____ Text provided
Cuda application crashes

_Andy1 · February 3, 2011, 6:04pm

Hello,

I’m not very experienced in Cuda and now I’ve a programm which crashes but I can’t understand why.

The code doesn’t make much sense any more, because I changed some parts in order to locate the mistake.

#define ANZAHL_GAUSE 4

#define ANZAHL_FELDER 1460

#define PI 3.141592654f

#define ANZAHL_SCHRITTE 50000

#define dt 0.005f

#define t0 -125.0f

struct Feld

{

	float widthSQ2[ANZAHL_FELDER];

	float amplitude[ANZAHL_FELDER];

	float freq[ANZAHL_FELDER];

	float phase[ANZAHL_FELDER];

};

Feld Daten[ANZAHL_GAUSE];

texture<float> d_Daten;

float EFeld_Ausgabe[ANZAHL_SCHRITTE*ANZAHL_FELDER];

float d_EFeld_Ausgabe[ANZAHL_SCHRITTE*ANZAHL_FELDER];

__device__ float d_EFeld(float t, short index)

{

	float E = 0.0f;

	float Wert;

	for (int i=0; i< ANZAHL_GAUSE; i++)

	{

		Wert = tex1Dfetch(d_Daten, i*sizeof(Feld)/sizeof(float)+2*ANZAHL_FELDER+index)*t+

				tex1Dfetch(d_Daten, i*sizeof(Feld)/sizeof(float)+3*ANZAHL_FELDER+index);

		E += __expf(-t*t/tex1Dfetch(d_Daten, i*sizeof(Feld)/sizeof(float)+index))*

				tex1Dfetch(d_Daten, i*sizeof(Feld)/sizeof(float)+ANZAHL_FELDER+index)*__cosf(Wert);

	}

	return E*0.001f;

}

__global__ void kernel(float* Pointer)
________
- _What you need to do_
Quote the forum post about the crashing CUDA application in full, word for word.
____ Information provided
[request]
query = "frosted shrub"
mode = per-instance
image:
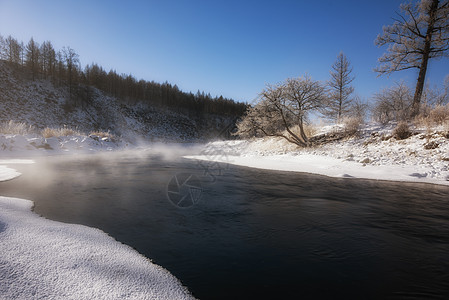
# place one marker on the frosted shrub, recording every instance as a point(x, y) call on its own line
point(352, 125)
point(12, 127)
point(65, 131)
point(439, 115)
point(402, 131)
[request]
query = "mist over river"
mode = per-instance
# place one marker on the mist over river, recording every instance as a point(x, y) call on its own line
point(243, 233)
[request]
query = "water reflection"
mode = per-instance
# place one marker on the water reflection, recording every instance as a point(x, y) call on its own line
point(257, 233)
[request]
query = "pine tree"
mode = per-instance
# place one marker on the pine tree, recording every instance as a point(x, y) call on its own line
point(340, 89)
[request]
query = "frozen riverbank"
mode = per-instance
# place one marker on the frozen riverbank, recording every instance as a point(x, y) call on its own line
point(374, 154)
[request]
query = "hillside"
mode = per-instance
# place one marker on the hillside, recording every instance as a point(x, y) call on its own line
point(40, 103)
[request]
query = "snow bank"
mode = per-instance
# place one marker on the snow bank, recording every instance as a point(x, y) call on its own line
point(7, 173)
point(373, 155)
point(43, 259)
point(19, 145)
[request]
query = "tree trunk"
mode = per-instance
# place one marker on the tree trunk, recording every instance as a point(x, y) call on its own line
point(425, 58)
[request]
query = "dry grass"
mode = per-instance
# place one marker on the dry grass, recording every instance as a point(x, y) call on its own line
point(402, 131)
point(439, 115)
point(65, 131)
point(352, 125)
point(102, 134)
point(13, 127)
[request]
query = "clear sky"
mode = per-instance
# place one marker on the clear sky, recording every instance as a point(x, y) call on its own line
point(230, 48)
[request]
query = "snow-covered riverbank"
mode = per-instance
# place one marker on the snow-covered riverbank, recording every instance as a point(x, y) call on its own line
point(44, 259)
point(375, 154)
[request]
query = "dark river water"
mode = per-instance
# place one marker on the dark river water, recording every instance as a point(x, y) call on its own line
point(254, 233)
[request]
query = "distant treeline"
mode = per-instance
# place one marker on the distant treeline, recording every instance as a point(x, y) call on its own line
________
- _Completed task_
Cuda application crashes

_Andy1 · February 3, 2011, 6:04pm

Hello,

I’m not very experienced in Cuda and now I’ve a programm which crashes but I can’t understand why.

The code doesn’t make much sense any more, because I changed some parts in order to locate the mistake.

#define ANZAHL_GAUSE 4

#define ANZAHL_FELDER 1460

#define PI 3.141592654f

#define ANZAHL_SCHRITTE 50000

#define dt 0.005f

#define t0 -125.0f

struct Feld

{

	float widthSQ2[ANZAHL_FELDER];

	float amplitude[ANZAHL_FELDER];

	float freq[ANZAHL_FELDER];

	float phase[ANZAHL_FELDER];

};

Feld Daten[ANZAHL_GAUSE];

texture<float> d_Daten;

float EFeld_Ausgabe[ANZAHL_SCHRITTE*ANZAHL_FELDER];

float d_EFeld_Ausgabe[ANZAHL_SCHRITTE*ANZAHL_FELDER];

__device__ float d_EFeld(float t, short index)

{

	float E = 0.0f;

	float Wert;

	for (int i=0; i< ANZAHL_GAUSE; i++)

	{

		Wert = tex1Dfetch(d_Daten, i*sizeof(Feld)/sizeof(float)+2*ANZAHL_FELDER+index)*t+

				tex1Dfetch(d_Daten, i*sizeof(Feld)/sizeof(float)+3*ANZAHL_FELDER+index);

		E += __expf(-t*t/tex1Dfetch(d_Daten, i*sizeof(Feld)/sizeof(float)+index))*

				tex1Dfetch(d_Daten, i*sizeof(Feld)/sizeof(float)+ANZAHL_FELDER+index)*__cosf(Wert);

	}

	return E*0.001f;

}

__global__ void kernel(float* Pointer)